↓
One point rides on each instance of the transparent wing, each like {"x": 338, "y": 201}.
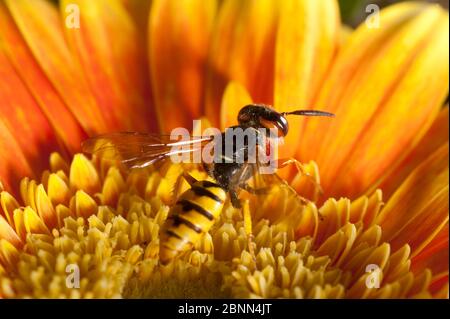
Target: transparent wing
{"x": 138, "y": 150}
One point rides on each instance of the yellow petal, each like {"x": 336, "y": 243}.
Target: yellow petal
{"x": 386, "y": 87}
{"x": 434, "y": 256}
{"x": 34, "y": 134}
{"x": 45, "y": 207}
{"x": 234, "y": 98}
{"x": 19, "y": 165}
{"x": 33, "y": 223}
{"x": 8, "y": 204}
{"x": 179, "y": 34}
{"x": 307, "y": 39}
{"x": 436, "y": 136}
{"x": 40, "y": 25}
{"x": 58, "y": 190}
{"x": 419, "y": 208}
{"x": 242, "y": 50}
{"x": 83, "y": 175}
{"x": 57, "y": 163}
{"x": 8, "y": 233}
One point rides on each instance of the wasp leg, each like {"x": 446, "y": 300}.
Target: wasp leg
{"x": 254, "y": 191}
{"x": 234, "y": 199}
{"x": 179, "y": 182}
{"x": 301, "y": 169}
{"x": 248, "y": 229}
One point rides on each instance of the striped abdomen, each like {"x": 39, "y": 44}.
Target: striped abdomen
{"x": 194, "y": 214}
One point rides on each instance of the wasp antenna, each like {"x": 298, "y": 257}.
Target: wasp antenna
{"x": 309, "y": 113}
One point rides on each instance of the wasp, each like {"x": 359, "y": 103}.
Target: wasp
{"x": 197, "y": 209}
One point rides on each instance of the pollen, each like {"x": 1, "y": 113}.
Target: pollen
{"x": 89, "y": 229}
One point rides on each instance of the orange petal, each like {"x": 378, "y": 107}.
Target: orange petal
{"x": 307, "y": 39}
{"x": 434, "y": 256}
{"x": 234, "y": 98}
{"x": 8, "y": 204}
{"x": 13, "y": 164}
{"x": 139, "y": 11}
{"x": 386, "y": 87}
{"x": 108, "y": 47}
{"x": 436, "y": 136}
{"x": 418, "y": 210}
{"x": 23, "y": 118}
{"x": 45, "y": 207}
{"x": 41, "y": 27}
{"x": 243, "y": 50}
{"x": 43, "y": 92}
{"x": 179, "y": 34}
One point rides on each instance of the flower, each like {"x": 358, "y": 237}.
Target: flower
{"x": 380, "y": 230}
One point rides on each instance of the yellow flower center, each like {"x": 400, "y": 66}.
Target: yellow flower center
{"x": 93, "y": 220}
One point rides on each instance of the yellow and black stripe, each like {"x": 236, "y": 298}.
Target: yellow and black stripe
{"x": 194, "y": 214}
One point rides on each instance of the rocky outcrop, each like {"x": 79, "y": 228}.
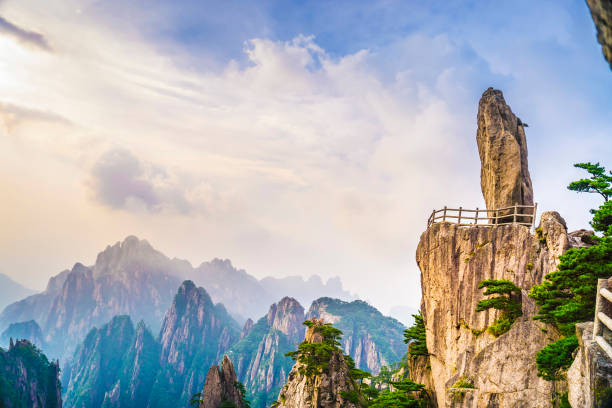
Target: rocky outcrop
{"x": 601, "y": 11}
{"x": 27, "y": 378}
{"x": 453, "y": 261}
{"x": 195, "y": 333}
{"x": 96, "y": 365}
{"x": 502, "y": 146}
{"x": 128, "y": 278}
{"x": 371, "y": 339}
{"x": 29, "y": 330}
{"x": 324, "y": 390}
{"x": 221, "y": 386}
{"x": 11, "y": 291}
{"x": 260, "y": 355}
{"x": 590, "y": 375}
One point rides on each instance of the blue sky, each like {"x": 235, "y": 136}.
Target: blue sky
{"x": 291, "y": 137}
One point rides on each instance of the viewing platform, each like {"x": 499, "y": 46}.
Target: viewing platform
{"x": 516, "y": 214}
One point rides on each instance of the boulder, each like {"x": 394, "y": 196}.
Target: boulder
{"x": 221, "y": 386}
{"x": 504, "y": 176}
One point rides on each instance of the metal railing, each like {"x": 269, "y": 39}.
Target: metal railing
{"x": 516, "y": 214}
{"x": 602, "y": 326}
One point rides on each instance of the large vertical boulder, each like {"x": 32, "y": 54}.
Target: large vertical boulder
{"x": 504, "y": 176}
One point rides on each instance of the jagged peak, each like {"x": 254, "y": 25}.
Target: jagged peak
{"x": 286, "y": 316}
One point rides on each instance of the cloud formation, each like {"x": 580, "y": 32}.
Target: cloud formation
{"x": 120, "y": 180}
{"x": 26, "y": 37}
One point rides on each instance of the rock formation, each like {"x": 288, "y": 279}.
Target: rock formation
{"x": 27, "y": 378}
{"x": 601, "y": 11}
{"x": 260, "y": 355}
{"x": 590, "y": 373}
{"x": 454, "y": 260}
{"x": 373, "y": 340}
{"x": 128, "y": 278}
{"x": 96, "y": 365}
{"x": 195, "y": 333}
{"x": 320, "y": 391}
{"x": 504, "y": 176}
{"x": 221, "y": 386}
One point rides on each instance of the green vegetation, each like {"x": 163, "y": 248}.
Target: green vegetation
{"x": 415, "y": 337}
{"x": 358, "y": 319}
{"x": 315, "y": 359}
{"x": 555, "y": 358}
{"x": 508, "y": 302}
{"x": 27, "y": 378}
{"x": 567, "y": 296}
{"x": 463, "y": 382}
{"x": 403, "y": 394}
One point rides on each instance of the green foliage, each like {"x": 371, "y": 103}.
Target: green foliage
↑
*What this task involves:* Copy all of the entries above word for word, leaving out the pictures.

*The response:*
One point rides on each instance of the transparent wing, each like {"x": 338, "y": 201}.
Target: transparent wing
{"x": 138, "y": 150}
One point rides on each instance of the yellow petal, each like {"x": 336, "y": 243}.
Target: yellow petal
{"x": 386, "y": 87}
{"x": 434, "y": 256}
{"x": 34, "y": 134}
{"x": 45, "y": 207}
{"x": 234, "y": 98}
{"x": 19, "y": 165}
{"x": 33, "y": 223}
{"x": 8, "y": 204}
{"x": 179, "y": 34}
{"x": 307, "y": 39}
{"x": 436, "y": 136}
{"x": 40, "y": 25}
{"x": 58, "y": 190}
{"x": 419, "y": 208}
{"x": 242, "y": 50}
{"x": 83, "y": 175}
{"x": 57, "y": 163}
{"x": 8, "y": 233}
One point rides on each instance of the wasp leg, each like {"x": 446, "y": 300}.
Target: wasp leg
{"x": 254, "y": 191}
{"x": 234, "y": 199}
{"x": 179, "y": 182}
{"x": 301, "y": 169}
{"x": 248, "y": 229}
One point rides on each instance of the striped abdomen, each like {"x": 39, "y": 44}.
Target: striped abdomen
{"x": 194, "y": 214}
One point rides on each instance of the wasp antenna, each like {"x": 298, "y": 257}.
Target: wasp antenna
{"x": 309, "y": 113}
One point rides on each instance of the wasp, each like {"x": 359, "y": 103}.
Target: wasp
{"x": 197, "y": 209}
One point rides on each instance of the pollen, each like {"x": 1, "y": 113}.
Target: pollen
{"x": 89, "y": 229}
One point rides on each instance of the orange petal, each like {"x": 378, "y": 107}.
Target: orange petal
{"x": 307, "y": 39}
{"x": 434, "y": 256}
{"x": 234, "y": 98}
{"x": 8, "y": 204}
{"x": 13, "y": 164}
{"x": 139, "y": 11}
{"x": 386, "y": 87}
{"x": 108, "y": 47}
{"x": 436, "y": 136}
{"x": 418, "y": 210}
{"x": 23, "y": 118}
{"x": 45, "y": 207}
{"x": 41, "y": 27}
{"x": 243, "y": 50}
{"x": 43, "y": 92}
{"x": 179, "y": 34}
One point rides on each instance of the flower, each like {"x": 358, "y": 237}.
Target: flower
{"x": 380, "y": 230}
One point rides on each instance of the yellow flower center, each like {"x": 400, "y": 66}.
Target: yellow flower center
{"x": 93, "y": 220}
One point rides on each instance of the yellow and black stripe, each like {"x": 236, "y": 298}.
Target: yellow and black stripe
{"x": 194, "y": 214}
One point rides on each instance of the rocky outcrop, each like {"x": 79, "y": 228}.
Target: rocky outcrop
{"x": 601, "y": 11}
{"x": 27, "y": 378}
{"x": 453, "y": 261}
{"x": 195, "y": 333}
{"x": 96, "y": 365}
{"x": 502, "y": 146}
{"x": 128, "y": 278}
{"x": 371, "y": 339}
{"x": 29, "y": 330}
{"x": 324, "y": 390}
{"x": 221, "y": 386}
{"x": 11, "y": 291}
{"x": 260, "y": 355}
{"x": 590, "y": 375}
One point rides on each instance of the blue sky, each like {"x": 235, "y": 136}.
Target: blue sky
{"x": 291, "y": 137}
One point rides on each instance of the viewing platform, each like {"x": 499, "y": 46}.
Target: viewing platform
{"x": 516, "y": 214}
One point rides on each instance of the boulder, each like {"x": 394, "y": 196}.
Target: boulder
{"x": 221, "y": 386}
{"x": 504, "y": 176}
One point rides on each instance of the metal railing, each like {"x": 269, "y": 39}.
Target: metal railing
{"x": 516, "y": 214}
{"x": 602, "y": 326}
One point rides on each instance of the large vertical boulder, each like {"x": 32, "y": 54}.
Target: large vertical boulder
{"x": 504, "y": 176}
One point rides on each instance of the jagged peak, each like {"x": 254, "y": 25}.
Target: jagged peak
{"x": 286, "y": 316}
One point rides on each instance of the cloud formation, each like {"x": 580, "y": 32}.
Target: cloud formation
{"x": 120, "y": 180}
{"x": 26, "y": 37}
One point rides on each instance of the rock formation, each like {"x": 288, "y": 279}.
Target: rock formation
{"x": 27, "y": 378}
{"x": 601, "y": 11}
{"x": 260, "y": 355}
{"x": 590, "y": 373}
{"x": 454, "y": 260}
{"x": 373, "y": 340}
{"x": 128, "y": 278}
{"x": 96, "y": 365}
{"x": 195, "y": 333}
{"x": 320, "y": 391}
{"x": 504, "y": 176}
{"x": 221, "y": 386}
One point rides on each instance of the green vegetation, each like {"x": 163, "y": 248}.
Target: green vegetation
{"x": 415, "y": 337}
{"x": 358, "y": 319}
{"x": 315, "y": 359}
{"x": 555, "y": 358}
{"x": 508, "y": 302}
{"x": 27, "y": 378}
{"x": 567, "y": 296}
{"x": 463, "y": 382}
{"x": 403, "y": 394}
One point rides on each instance of the green foliage, each like {"x": 371, "y": 103}.
Target: green foliage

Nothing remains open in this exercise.